▶ **Приведённый фрагмент**
━━━
В этот час здесь можно стать свидетелем странного представления.
Внезапно над самым ухом раздается сипенье, похожее на хрип автомобильного рожка; я вижу процессию, которая бегом огибает паперть Santa Maria del
Fiore.
Впереди бежит человек с капюшоном, низко опущенным на лицо, даже и без прореза для глаз. Он ничего не видит, значит, кроме земли, убегающей из-под его ног. Факел, который он держит высоко в руке, раздувается ветром.
Сзади двое таких же с закрытыми лицами волокут длинную черную двуколку. Колеса - на резиновых шинах, все, по-совиному, бесшумно, только тревожно сипит автомобильный рожок.
Перед процессией расступаются. Двуколка имеет форму человеческого тела; на трех обручах натянута толстая черная ткань, дрожащая от тряски и самым свойством своей дрожи указывающая, что повозка - не пуста.
"Братья Милосердия" - Misericordia, - это они быстро вкатывают свою повозку на помост перед домом на углу Calzaioli. Так же быстро распахиваются ворота, и все видение скрывается в мелькнувшей на миг большой комнате-сарае нижнего этажа. Все это делается торопливо, не успеваешь удивиться, догадаться.
Большей быстроты и аккуратности в уборке, кажется, не достигала сама древняя гостья Флоренции - чума.
Ворота закрыты, дом как дом, будто ничего не случилось. Должно быть, там сейчас вынимают, раздевают - мертвеца. Но уже ни одна волна из нового прилива гуляющих офицеров, дам, проституток, торговцев не подозревает, что предыдущие волны пронесли танцующим галопом и выкинули на этот помост повозку с мертвецом.
А вот в том же безумном галопе мечется по воздуху несчастная, испуганная летучая мышь, вечная жилица всех выветренных домов, башен и стен. Она едва не задевает за головы гуляющих, сбитая с толку перекрестными лучами электрических огней.
━━━
Продолжите фрагмент о процессии «Братьев Милосердия» во Флоренции с того места, где он заканчивается.

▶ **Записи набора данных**
━━━
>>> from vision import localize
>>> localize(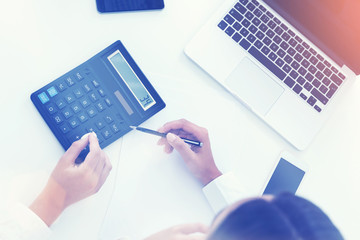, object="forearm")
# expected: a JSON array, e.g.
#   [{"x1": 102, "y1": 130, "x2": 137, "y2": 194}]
[{"x1": 30, "y1": 178, "x2": 66, "y2": 226}]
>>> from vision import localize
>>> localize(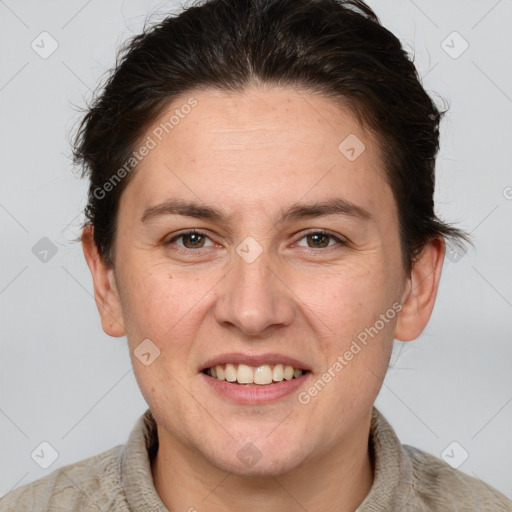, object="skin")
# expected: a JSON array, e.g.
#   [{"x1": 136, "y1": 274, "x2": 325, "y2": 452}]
[{"x1": 82, "y1": 86, "x2": 445, "y2": 512}]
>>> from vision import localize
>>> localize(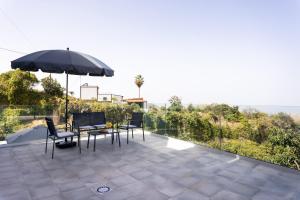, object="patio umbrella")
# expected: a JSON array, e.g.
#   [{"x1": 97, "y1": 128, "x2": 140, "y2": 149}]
[{"x1": 11, "y1": 48, "x2": 114, "y2": 129}]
━━━
▶ **Ответ ниже**
Всё - древний намек на что-то, давнее воспоминание, какой-то манящий обман. Все - маски, а маски - все они кроют под собою что-то иное. А голубые ирисы в Кашинах - чьи это маски? Когда случайный ветер залетит в неподвижную полосу зноя, - все они, как голубые огни, простираются в одну сторону, точно хотят улететь.
Осень 1909; декабрь 1912
Путешествие по стране, богатой прошлым и бедной настоящим, - подобно нисхождению в дантовский ад. Из глубины обнаженных ущелий истории возникают бесконечно бледные образы, и языки синего пламени оожигают лицо. Хорошо, если носишь с собою в душе своего Вергилия, который говорит: "Не бойся, в конце пути ты увидишь Ту, Которая послала тебя". История поражает и угнетает.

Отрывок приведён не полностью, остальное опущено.